→ **Assignment**: Write out the whole listing, matching it exactly.

======== Information ========

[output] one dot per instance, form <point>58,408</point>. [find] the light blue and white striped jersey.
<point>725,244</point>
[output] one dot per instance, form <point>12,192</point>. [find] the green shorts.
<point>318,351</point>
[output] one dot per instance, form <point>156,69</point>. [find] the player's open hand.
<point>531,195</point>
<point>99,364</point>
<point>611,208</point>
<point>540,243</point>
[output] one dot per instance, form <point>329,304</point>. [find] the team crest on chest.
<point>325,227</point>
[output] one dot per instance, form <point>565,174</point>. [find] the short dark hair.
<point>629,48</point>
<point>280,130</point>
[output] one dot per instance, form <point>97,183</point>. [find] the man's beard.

========

→ **Answer box**:
[output] one dot per instance, form <point>58,408</point>. [find] the light blue and white striped jersey.
<point>725,244</point>
[output] one dot per instance, form <point>12,192</point>. [find] the green shorts.
<point>318,351</point>
[output] one dot per instance, form <point>156,69</point>. [find] the player's open hand.
<point>531,195</point>
<point>99,364</point>
<point>611,208</point>
<point>540,243</point>
[output] one dot per instance, form <point>329,304</point>. [find] the team crest on chest.
<point>325,227</point>
[output] one dot per instance, form <point>565,174</point>. [find] the short dark hair.
<point>629,48</point>
<point>280,130</point>
[output] one dot per instance, form <point>97,183</point>. [find] the man's beard.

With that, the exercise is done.